* _Work to be completed_
Go through the following data and transcribe exactly the stretch of lines from the one holding "Query: metal ring" to the one holding "horse neck, one", both included.

* _Exercise material_

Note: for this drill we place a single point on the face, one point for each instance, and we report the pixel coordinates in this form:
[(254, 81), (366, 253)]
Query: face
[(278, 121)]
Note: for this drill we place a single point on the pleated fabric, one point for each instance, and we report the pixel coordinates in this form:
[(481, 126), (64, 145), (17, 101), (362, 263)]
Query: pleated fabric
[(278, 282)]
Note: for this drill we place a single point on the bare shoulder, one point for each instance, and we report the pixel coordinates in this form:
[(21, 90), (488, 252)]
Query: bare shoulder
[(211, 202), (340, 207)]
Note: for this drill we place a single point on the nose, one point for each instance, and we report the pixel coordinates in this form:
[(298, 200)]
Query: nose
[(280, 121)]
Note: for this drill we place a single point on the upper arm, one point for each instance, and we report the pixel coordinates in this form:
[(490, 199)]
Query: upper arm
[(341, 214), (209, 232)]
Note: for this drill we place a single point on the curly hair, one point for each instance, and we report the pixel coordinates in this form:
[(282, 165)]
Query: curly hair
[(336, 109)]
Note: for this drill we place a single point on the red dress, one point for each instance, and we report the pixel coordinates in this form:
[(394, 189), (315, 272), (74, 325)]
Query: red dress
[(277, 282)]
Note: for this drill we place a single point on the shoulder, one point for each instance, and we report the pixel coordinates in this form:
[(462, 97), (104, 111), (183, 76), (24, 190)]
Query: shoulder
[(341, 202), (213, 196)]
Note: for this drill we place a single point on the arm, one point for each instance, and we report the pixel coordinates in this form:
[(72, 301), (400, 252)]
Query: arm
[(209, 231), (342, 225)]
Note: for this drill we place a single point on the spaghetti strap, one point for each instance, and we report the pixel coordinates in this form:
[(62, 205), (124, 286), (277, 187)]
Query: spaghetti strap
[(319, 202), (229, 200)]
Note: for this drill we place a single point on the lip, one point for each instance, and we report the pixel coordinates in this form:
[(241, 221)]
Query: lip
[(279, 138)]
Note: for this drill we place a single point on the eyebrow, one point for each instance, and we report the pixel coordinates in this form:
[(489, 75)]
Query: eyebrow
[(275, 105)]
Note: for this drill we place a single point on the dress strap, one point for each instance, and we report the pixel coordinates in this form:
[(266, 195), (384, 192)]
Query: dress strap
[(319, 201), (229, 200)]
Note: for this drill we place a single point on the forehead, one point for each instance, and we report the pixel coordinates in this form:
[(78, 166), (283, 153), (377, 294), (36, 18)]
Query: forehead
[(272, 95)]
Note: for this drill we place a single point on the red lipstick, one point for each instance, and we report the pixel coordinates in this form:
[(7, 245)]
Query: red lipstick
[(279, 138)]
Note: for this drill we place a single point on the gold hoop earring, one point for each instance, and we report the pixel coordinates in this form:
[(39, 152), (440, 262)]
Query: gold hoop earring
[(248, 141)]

--

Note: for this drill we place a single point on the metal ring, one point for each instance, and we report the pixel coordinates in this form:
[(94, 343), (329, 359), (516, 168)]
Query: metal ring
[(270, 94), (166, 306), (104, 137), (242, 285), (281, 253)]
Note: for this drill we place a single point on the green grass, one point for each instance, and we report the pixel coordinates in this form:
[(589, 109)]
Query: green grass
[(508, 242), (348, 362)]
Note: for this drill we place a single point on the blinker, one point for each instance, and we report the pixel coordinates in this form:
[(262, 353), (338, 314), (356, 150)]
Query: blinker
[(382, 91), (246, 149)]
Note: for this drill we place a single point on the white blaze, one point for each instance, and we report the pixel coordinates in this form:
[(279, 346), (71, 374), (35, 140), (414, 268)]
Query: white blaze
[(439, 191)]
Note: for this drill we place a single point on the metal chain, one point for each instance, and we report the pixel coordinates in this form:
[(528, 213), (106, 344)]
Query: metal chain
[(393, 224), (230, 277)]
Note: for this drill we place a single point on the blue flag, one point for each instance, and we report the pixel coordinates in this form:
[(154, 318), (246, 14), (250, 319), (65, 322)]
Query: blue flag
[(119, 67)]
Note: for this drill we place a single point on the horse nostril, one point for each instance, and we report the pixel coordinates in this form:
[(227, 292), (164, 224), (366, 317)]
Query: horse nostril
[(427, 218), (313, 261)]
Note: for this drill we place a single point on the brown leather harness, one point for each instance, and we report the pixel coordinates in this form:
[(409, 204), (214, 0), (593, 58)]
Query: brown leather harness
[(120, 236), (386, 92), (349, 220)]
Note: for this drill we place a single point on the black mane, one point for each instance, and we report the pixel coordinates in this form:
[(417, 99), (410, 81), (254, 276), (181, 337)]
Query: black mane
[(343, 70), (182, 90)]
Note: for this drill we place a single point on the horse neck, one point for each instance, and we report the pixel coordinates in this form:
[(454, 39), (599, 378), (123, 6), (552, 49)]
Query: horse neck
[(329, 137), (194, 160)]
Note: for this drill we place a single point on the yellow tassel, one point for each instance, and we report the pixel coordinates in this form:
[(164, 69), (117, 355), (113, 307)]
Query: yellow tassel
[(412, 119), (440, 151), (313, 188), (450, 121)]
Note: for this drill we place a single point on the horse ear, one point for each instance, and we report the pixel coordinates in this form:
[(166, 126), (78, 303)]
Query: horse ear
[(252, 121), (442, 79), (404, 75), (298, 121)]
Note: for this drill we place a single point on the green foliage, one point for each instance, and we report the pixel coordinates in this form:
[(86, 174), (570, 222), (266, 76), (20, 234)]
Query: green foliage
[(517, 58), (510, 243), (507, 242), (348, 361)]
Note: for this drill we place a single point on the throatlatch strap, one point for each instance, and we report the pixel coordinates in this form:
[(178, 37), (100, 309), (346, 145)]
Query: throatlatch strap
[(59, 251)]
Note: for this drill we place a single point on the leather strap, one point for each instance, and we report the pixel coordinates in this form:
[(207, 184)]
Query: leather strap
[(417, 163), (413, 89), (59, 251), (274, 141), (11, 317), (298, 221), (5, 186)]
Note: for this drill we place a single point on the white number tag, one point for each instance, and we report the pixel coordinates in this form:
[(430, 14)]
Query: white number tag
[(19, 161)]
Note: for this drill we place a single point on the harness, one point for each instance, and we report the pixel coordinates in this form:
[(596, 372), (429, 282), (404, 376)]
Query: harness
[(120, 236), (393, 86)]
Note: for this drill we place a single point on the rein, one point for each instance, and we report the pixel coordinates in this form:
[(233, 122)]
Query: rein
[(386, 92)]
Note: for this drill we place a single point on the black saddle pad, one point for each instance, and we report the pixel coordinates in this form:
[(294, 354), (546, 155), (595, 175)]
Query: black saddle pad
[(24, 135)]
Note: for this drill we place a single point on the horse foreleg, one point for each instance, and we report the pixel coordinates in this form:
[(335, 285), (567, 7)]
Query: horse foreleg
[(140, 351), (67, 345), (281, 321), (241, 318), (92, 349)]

* _Output of the task_
Query: metal ring
[(270, 94), (166, 306), (104, 137), (242, 285), (281, 253)]
Note: for this drill we place a single point on the green grass, one point for each instance, and we report the pixel coordinates in this form:
[(589, 109)]
Query: green grass
[(508, 242), (348, 362)]
Note: for this drill we place a single point on the blinker, one point for each instance, and we report the pixel coordinates in this form:
[(262, 353), (338, 314), (356, 150)]
Query: blinker
[(382, 91), (246, 149)]
Note: for this drill we place a single point on the white blaze, one point for each instance, and we report the pixel coordinates in this form:
[(279, 346), (71, 374), (35, 140), (414, 268)]
Query: white blaze
[(439, 191)]
Note: for this drill we place a single point on the metal chain, one point for each instance, and we report the pixel coordinates in this form:
[(528, 213), (106, 344)]
Query: metal chain
[(393, 224), (230, 277)]
Note: for this drill we place a single point on the blue flag, one point for each instance, and we report the pixel coordinates in this form:
[(154, 318), (246, 14), (250, 319), (65, 322)]
Query: blue flag
[(119, 67)]
Note: for this drill we place a single point on the horse nostril, one point for each instance, and we report the pixel coordinates in this form:
[(227, 292), (164, 224), (366, 317)]
Query: horse nostril
[(427, 218), (313, 261)]
Note: for this drill we place a single point on the brown leather harness, one point for each instance, and we report the pixel coordinates in this form:
[(409, 204), (214, 0), (593, 58)]
Query: brown leather harness
[(120, 236), (386, 92), (349, 220)]
Note: for this drill we place a single point on the black mane, one point for each instance, and we report the pixel coordinates in this form:
[(417, 99), (410, 81), (254, 276), (181, 337)]
Query: black mane
[(343, 70), (182, 90)]
Note: for this drill we place a single point on the horse neck, one point for each instance, and we report the pixel coordinates in this form:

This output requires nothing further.